━━ Fragmento de origen
Aquí aparece una tesis central: no hay conocimiento sin suelo previo, y no hay supervivencia cognitiva sin un suelo suficientemente fértil como para absorber el error sin colapsar.

Charles Sanders Peirce entendió esto con claridad. Conocer no es deducir certezas, sino inferir bajo incertidumbre. La abducción no busca verdad; busca posibilidad. Es el gesto de sembrar sin garantías. Allí donde el dato no alcanza y la deducción no arranca, la abducción introduce variación. Muchas semillas morirán. Y eso está bien. Un suelo que no tolera hipótesis fallidas ya está muerto.

Sin Peirce, el pensamiento se vuelve repetición. Sobrevive, pero no aprende.

Karl Popper interviene después, pero no tarde: interviene cuando algo ya empezó a crecer. Su aporte no es la siembra, sino la poda. La falsación elimina teorías, no para destruir el suelo, sino para que no se ahogue en maleza conceptual. Un suelo sin poda se vuelve dogmático: todo crece, nada se distingue, y la crítica se interpreta como amenaza.
━━━━
━━ Datos sin procesar
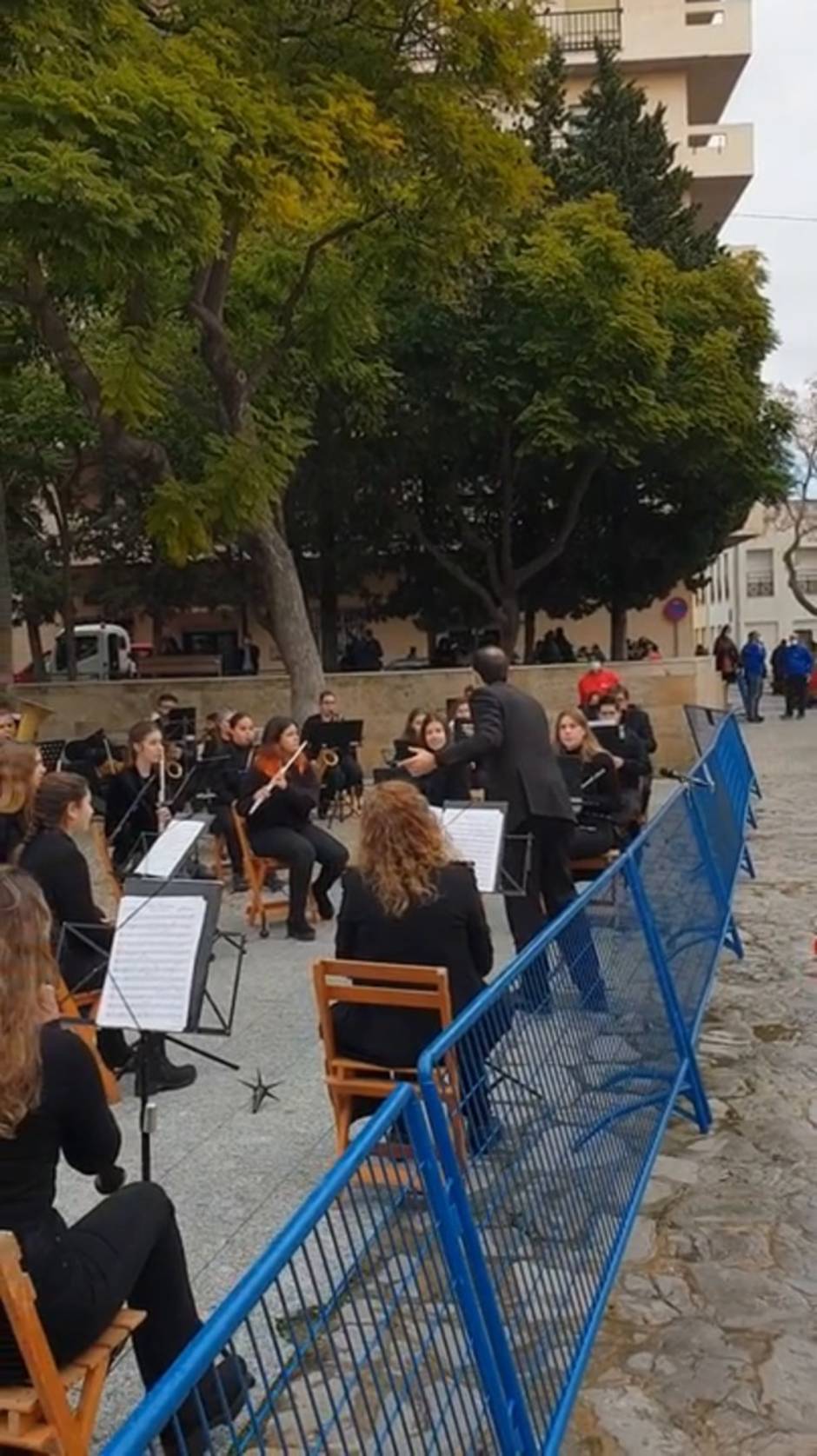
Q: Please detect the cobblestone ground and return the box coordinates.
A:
[563,699,817,1456]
━━━━
Tareas pendientes:
a: Transcribe literalmente el fragmento sobre Peirce y Popper desde "Charles Sanders Peirce" hasta "interpreta como amenaza.".
b: Según el fragmento sobre Peirce y Popper, ¿qué busca la abducción?
El listado no interviene en nada de esto.

Respuestas:
a:
Charles Sanders Peirce entendió esto con claridad. Conocer no es deducir certezas, sino inferir bajo incertidumbre. La abducción no busca verdad; busca posibilidad. Es el gesto de sembrar sin garantías. Allí donde el dato no alcanza y la deducción no arranca, la abducción introduce variación. Muchas semillas morirán. Y eso está bien. Un suelo que no tolera hipótesis fallidas ya está muerto.

Sin Peirce, el pensamiento se vuelve repetición. Sobrevive, pero no aprende.

Karl Popper interviene después, pero no tarde: interviene cuando algo ya empezó a crecer. Su aporte no es la siembra, sino la poda. La falsación elimina teorías, no para destruir el suelo, sino para que no se ahogue en maleza conceptual. Un suelo sin poda se vuelve dogmático: todo crece, nada se distingue, y la crítica se interpreta como amenaza.

b: Busca posibilidad, no verdad.